Lo he visto incluso en organizaciones que se dicen guiadas por la confianza. En todas las compañías de seguros en las que he trabajado —contrario a lo que muchos creen— se intenta actuar según el espíritu de lo acordado, honrando el principio del contrato de ubérrima bona fide, es decir, de la máxima buena fe. Se busca que la relación con el cliente no dependa únicamente de lo que está escrito, sino también de lo que se ha entendido y prometido. En una de ellas, cuando pedí que se respetara una condición que habíamos hablado al momento de mi contratación —y que había sido expresamente aceptada por quien ahora me la negaba—, la respuesta fue simple: “En el contrato quedó otra cosa”. Así, incluso en espacios donde se promueve la palabra como valor, terminamos escudándonos en lo escrito. Porque el sistema, al final, no cree en lo dicho: solo en lo firmado.

Y lo firmado, a veces, se cumple. O se interpreta. Como tantas otras cosas: según convenga.

Tarea A ->
Responde estas preguntas sobre el texto de los contratos:
(i) ¿Qué principio de contrato se intenta honrar en las compañías de seguros?
(ii) ¿Qué le contestaron a quien escribe cuando pidió que se respetara la condición hablada al contratarlo?
(iii) Según la última parte, ¿qué puede pasar con lo firmado además de cumplirse?
Tarea B -> Continúa el texto de los contratos después de su última frase.
Las entradas no hacen falta para nada de esto.

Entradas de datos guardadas
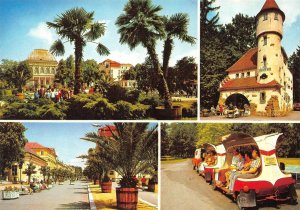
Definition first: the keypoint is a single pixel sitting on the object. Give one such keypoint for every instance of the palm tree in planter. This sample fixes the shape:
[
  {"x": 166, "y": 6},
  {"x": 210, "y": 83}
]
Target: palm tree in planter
[
  {"x": 131, "y": 149},
  {"x": 44, "y": 170},
  {"x": 76, "y": 26},
  {"x": 140, "y": 24},
  {"x": 176, "y": 26},
  {"x": 29, "y": 171}
]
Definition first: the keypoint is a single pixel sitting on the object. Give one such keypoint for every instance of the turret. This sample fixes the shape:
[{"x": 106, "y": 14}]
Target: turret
[{"x": 269, "y": 31}]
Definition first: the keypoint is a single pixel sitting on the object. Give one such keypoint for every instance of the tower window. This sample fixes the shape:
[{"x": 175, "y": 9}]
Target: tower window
[
  {"x": 262, "y": 97},
  {"x": 265, "y": 61},
  {"x": 265, "y": 40}
]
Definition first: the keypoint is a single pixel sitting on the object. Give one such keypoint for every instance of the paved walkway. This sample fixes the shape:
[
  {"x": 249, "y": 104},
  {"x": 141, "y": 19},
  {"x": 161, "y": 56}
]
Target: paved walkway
[
  {"x": 293, "y": 116},
  {"x": 59, "y": 197}
]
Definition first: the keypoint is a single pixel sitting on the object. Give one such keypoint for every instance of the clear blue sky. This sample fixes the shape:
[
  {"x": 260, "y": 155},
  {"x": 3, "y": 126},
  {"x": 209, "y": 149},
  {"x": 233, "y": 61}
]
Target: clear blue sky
[
  {"x": 64, "y": 137},
  {"x": 23, "y": 29},
  {"x": 291, "y": 34}
]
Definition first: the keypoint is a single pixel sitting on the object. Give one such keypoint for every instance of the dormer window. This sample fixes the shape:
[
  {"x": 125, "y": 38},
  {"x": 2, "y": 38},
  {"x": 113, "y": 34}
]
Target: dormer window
[{"x": 265, "y": 40}]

Respuesta esperada A ->
(i) El de ubérrima bona fide, es decir, el de la máxima buena fe.
(ii) “En el contrato quedó otra cosa”.
(iii) Se interpreta, según convenga.

Respuesta esperada B ->
Esta lógica también moldea el liderazgo. Nos acostumbramos a jefes que no guían: comandan y controlan. A procesos que no habilitan: vigilan. A liderazgos que confunden autoridad con desconfianza crónica. No se cree en la palabra, sino en la fantasía de que, si el jefe aprueba todo, todo estará bajo control. Porque claro, nada dice “liderazgo” como revisar facturas de almuerzo mientras se ignoran decisiones que sí importan.


Y mientras más crece la desconfianza, más se glorifica el control: líderes que diseccionan el Excel como si fueran informes forenses, comités que se reúnen para no decidir nada —pero eso sí, se reúnen, toman minutas y alimentan egos hambrientos.

Nos sobran comandantes de escritorio y nos faltan líderes de terreno.

El liderazgo no ocurre desde la silla: se camina, se escucha, se expone. Pero hoy, en muchas organizaciones, la competencia más dura no es contra el mercado.

Es contra la política interna.

El regreso a las oficinas lo dejó aún más claro: muchas decisiones no responden a la productividad, sino a la necesidad de vigilancia. En algunas organizaciones, la ecuación es esta:
autoridad = tiempo visible / confianza real

Cuanto menos se confía, más se exige estar. Durante la pandemia fuimos productivos, adaptables, comprometidos. Estudios de Stanford han mostrado que el trabajo remoto puede aumentar la productividad hasta en un 13 por ciento, y además genera beneficios concretos: ahorro de tiempo, menor exposición a riesgos de seguridad, menos gastos personales, más libertad para integrar lo que somos dentro y fuera del trabajo, y una reducción significativa de la huella ambiental.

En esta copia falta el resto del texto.